SELECT Clauses

Core PartiQL SFW queries have a SELECT VALUE clause (in lieu of SQL’s SELECT clause) that can create outputs that are collections of anything (e.g., collections of tuples, collections of scalars, collections of arrays, collections of mixed type elements, etc.) SELECT VALUE describes the SELECT VALUE clause.

SQL’s well-known SELECT clause can be used as a mere syntactic sugar over SELECT VALUE, when we consider the top-level query. In particular, SQL SELECT shows that SQL’s SELECT is the special case where the SELECT VALUE produces collections of tuples. Furthermore, when SELECT is used as a subquery it is coerced into a scalar or a tuple, in the ways that SQL coerces the results of subqueries.

PIVOT can be used instead of SELECT VALUE. PIVOT creates a tuple, with a data dependent number of attribute/value pairs, where not only the values but the attributes as well could be originating from the data found in the binding tuples.

SELECT VALUE

The SELECT VALUE clause inputs a bag of binding tuples or an array of binding tuples (from the other clauses of the SQL query) and outputs a bag or an array. For example, if the query only has SELECT VALUE, FROM, and WHERE clauses, then the bindings that are output by the WHERE clause are input by SELECT VALUE the clause. Unlike SQL, the output of a SELECT VALUE clause need not be a bag or array of tuples. It is a bag or array of any kind of PartiQL values. For example, it may be a bag of integers, or a bag of arrays, etc. Indeed, the values may be heterogeneous. For example, the output may even be a bag that has both integers and arrays.

# [Given data]
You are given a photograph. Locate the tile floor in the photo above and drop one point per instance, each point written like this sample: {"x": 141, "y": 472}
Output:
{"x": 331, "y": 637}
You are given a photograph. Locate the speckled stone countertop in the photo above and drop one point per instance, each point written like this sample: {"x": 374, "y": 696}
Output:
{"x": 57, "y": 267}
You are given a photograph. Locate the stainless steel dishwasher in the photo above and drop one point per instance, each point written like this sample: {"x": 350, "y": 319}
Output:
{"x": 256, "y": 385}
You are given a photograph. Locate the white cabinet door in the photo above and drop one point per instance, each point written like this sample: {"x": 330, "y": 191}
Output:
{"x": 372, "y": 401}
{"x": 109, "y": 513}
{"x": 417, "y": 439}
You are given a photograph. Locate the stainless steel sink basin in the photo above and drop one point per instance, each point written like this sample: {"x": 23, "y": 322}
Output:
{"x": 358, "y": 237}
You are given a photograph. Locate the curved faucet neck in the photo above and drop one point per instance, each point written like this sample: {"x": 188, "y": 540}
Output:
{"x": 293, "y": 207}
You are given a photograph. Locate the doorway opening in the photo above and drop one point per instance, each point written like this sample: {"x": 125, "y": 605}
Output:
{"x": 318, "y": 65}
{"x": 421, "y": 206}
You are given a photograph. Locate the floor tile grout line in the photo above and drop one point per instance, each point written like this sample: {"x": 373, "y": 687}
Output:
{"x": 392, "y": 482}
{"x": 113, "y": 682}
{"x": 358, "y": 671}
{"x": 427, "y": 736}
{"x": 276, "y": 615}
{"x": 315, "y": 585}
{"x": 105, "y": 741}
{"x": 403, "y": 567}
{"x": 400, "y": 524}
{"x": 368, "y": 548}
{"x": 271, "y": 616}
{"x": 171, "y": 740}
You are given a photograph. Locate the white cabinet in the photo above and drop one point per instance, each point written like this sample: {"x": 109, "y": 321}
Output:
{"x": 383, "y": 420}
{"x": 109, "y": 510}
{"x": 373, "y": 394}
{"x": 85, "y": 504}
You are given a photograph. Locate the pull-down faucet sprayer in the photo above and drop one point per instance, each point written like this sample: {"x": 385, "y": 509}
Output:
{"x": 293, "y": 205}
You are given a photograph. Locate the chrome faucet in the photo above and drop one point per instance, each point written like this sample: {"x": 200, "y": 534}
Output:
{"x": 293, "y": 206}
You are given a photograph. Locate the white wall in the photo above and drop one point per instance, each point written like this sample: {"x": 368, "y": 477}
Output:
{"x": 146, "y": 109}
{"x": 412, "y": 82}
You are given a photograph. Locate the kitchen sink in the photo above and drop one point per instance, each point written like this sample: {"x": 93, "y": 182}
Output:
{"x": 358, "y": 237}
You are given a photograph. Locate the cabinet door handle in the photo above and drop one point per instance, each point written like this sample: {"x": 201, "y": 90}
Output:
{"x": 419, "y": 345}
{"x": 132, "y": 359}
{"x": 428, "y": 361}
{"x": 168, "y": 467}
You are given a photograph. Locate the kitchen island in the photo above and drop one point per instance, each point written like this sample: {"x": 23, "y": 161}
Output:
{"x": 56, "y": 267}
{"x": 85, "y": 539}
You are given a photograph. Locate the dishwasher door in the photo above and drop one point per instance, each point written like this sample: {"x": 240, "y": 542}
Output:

# [Problem set]
1 > Reproduce verbatim the portion of the text on PartiQL SELECT clauses starting with "PIVOT can be" and going on through "the binding tuples.".
2 > According to the text on PartiQL SELECT clauses, into what is SELECT coerced when it is used as a subquery?

# [Exercise responses]
1 >
PIVOT can be used instead of SELECT VALUE. PIVOT creates a tuple, with a data dependent number of attribute/value pairs, where not only the values but the attributes as well could be originating from the data found in the binding tuples.

2 > A scalar or a tuple.